Dry skin brushing is an easy way to help keep skin smooth, soft, and healthy. Dry skin brushing stimulates the sweat and oil glands, which decrease production with age, and helps stimulate collagen in the skin. Dry skin brushing also exfoliates the layers of dead cells, improving skin’s appearance (our skin's ability to shed the outermost layer of cells decreases with age), and can help break up areas of cellulite.
To use the dry skin brushing technique, use a natural bristled brush, preferably a long-handled bath brush. Note that it must be of natural bristles because nylon can tear the skin and disturb the electro-magnetic balance of the skin. Never wet your brush; dry skin is important as water acts as a lubricant and the beneficial affects of the friction are lost.
Using small circles, move your brush all over the bare body. As you move through each area, it may assist lymphatic flow to begin in the lymph node for that area, then work from the outer extremities towards that lymph node. Begin at the feet and work towards the heart to stimulate venous circulation. Do not brush the face or any tender or inflamed areas, but do brush the soles of the feet.
The brush may feel rough to begin with, so use gentle pressure until you become used to the sensation. Increase the pressure as needed. Dry skin brush at least once a day for best results.
It can also be helpful to follow dry skin brushing with a salt scrub (use ½-cup of sea salt or Epsom salt, add sufficient olive oil (you can also use sweet almond oil) to made a paste. Add a few drops of essential oil if you want). Rub all over the body, avoiding the eyes, mucous membranes, and any broken skin. Then rinse off in the shower.

Dataset excerpts:
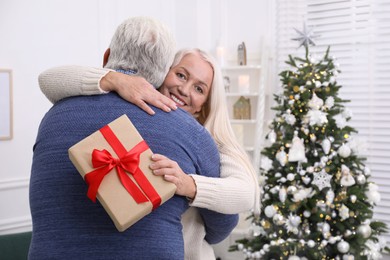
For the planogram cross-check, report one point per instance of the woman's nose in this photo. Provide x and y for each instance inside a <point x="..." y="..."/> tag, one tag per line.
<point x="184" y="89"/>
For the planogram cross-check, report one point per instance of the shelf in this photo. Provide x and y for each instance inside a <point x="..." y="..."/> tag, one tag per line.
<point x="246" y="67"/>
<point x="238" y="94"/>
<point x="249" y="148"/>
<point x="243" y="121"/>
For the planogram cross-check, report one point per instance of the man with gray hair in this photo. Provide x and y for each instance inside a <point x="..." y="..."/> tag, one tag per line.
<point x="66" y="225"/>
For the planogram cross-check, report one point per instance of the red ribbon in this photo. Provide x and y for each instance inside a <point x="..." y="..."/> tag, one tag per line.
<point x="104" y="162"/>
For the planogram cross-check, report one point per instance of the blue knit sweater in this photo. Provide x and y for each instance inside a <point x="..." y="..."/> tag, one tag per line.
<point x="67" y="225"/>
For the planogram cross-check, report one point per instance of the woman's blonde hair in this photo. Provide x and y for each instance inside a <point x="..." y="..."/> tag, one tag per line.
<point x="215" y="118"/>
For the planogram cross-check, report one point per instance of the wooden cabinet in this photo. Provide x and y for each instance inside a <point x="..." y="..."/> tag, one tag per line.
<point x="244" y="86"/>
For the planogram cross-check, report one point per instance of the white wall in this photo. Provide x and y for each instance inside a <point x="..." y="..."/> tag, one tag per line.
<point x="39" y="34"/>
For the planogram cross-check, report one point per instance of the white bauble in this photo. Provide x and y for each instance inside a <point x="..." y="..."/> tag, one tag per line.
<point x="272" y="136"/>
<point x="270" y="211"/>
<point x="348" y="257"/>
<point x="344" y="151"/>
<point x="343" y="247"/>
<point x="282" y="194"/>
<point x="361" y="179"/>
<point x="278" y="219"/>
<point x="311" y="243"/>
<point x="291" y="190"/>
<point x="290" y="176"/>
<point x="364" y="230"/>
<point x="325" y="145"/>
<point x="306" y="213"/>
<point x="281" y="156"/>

What you need to do:
Repeat word for word the part of the dry skin brushing text above that opens with the words containing "Using small circles, move" and closes with "of the feet.".

Response to the exercise:
Using small circles, move your brush all over the bare body. As you move through each area, it may assist lymphatic flow to begin in the lymph node for that area, then work from the outer extremities towards that lymph node. Begin at the feet and work towards the heart to stimulate venous circulation. Do not brush the face or any tender or inflamed areas, but do brush the soles of the feet.